下に示すブライアン・ウィルソンのドキュメンタリー映画についての文章を、最後の文の後から書き継ぎなさい。
**** 本文抜粋 ****
ブライアン・ウィルソンのドキュメンタリー映画 "Long Promised Road (約束の旅路)"
コロナ後初の映画館での観覧
コロナ第8波の到来する前に、どうしても映画館で見ておきたい作品があったので、駅前の老舗映画館に向かいました。
作品はアメリカ映画「約束の旅路」。私が尊敬してやまない、ビーチボーイズのリーダー、ブライアン・ウィルソンのドキュメンタリー映画です。
彼も私と同様、メンタルにハンディを持っていると言うことは存じていましたが、中学生時代に見たテレビドキュメンタリー「エンドレス・ハーモニー」以降は、新譜発表以外の情報を聴く機会があまりなかったので、最近の氏がどのようなミュージックライフを送られているのか楽しみでした。
**** 提供された行 ****
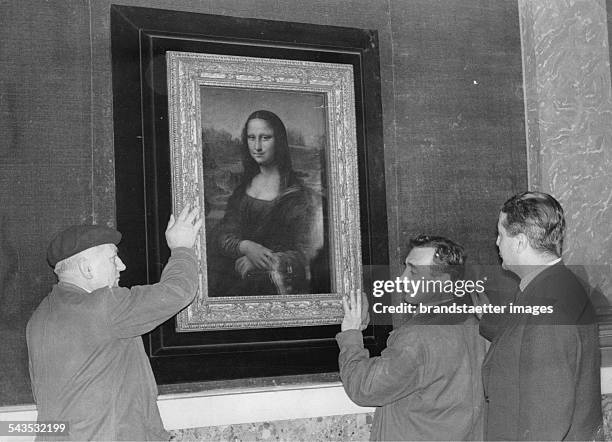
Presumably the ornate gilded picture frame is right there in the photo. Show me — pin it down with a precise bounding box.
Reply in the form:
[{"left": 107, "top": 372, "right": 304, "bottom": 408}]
[{"left": 166, "top": 51, "right": 362, "bottom": 331}]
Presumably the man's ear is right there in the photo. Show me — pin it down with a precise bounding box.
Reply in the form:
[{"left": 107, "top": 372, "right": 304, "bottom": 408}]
[{"left": 79, "top": 258, "right": 93, "bottom": 279}]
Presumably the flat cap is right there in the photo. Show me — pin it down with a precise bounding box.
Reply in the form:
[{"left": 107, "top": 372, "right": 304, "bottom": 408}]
[{"left": 47, "top": 224, "right": 121, "bottom": 267}]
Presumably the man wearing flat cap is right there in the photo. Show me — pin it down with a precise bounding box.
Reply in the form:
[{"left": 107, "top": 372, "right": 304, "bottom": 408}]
****
*解答*:
私の街では、配給会社の都合からか、公開の予定が公式発表から一月も遅れていたので、待った甲斐のある映画です。
映画館に着いたのですが、映写室には私一人しか居ませんでした。「お召し=リアル=ホームシアター」といった感じで、ゆったりと観覧できました。
内容
冒頭の方で:
「若干21歳の歳に、統合失調性感情障害(schizoaffective disorder )に罹患」
とのテロップが表示されました。
私が18歳の春に負った、自己のハンディキャップと殆ど同じ病名だったので、胸から突き上げるような悲しみがこみあげ、感極まってしまいました。
本当に氏も辛かったでしょう…、ビーチボーイズが一番のスターダムの時代で、可愛い奥様と家庭を持った時期だったのですから。
彼の場合は、違法薬物を使用してしまった、ということもあったのかもしれませんが、米60年代のエンタメの世界では、全くそれに触れないことは不可能だったと思います。
また、マネジャーだった実父との確執、夫婦関係の破綻、時代の寵児となった当時のライバル音楽グループ(ビートルズ等)との、延々と続く創作競争などで、氏の繊細なマインドは、徐々に時間をかけながら壊れていきました。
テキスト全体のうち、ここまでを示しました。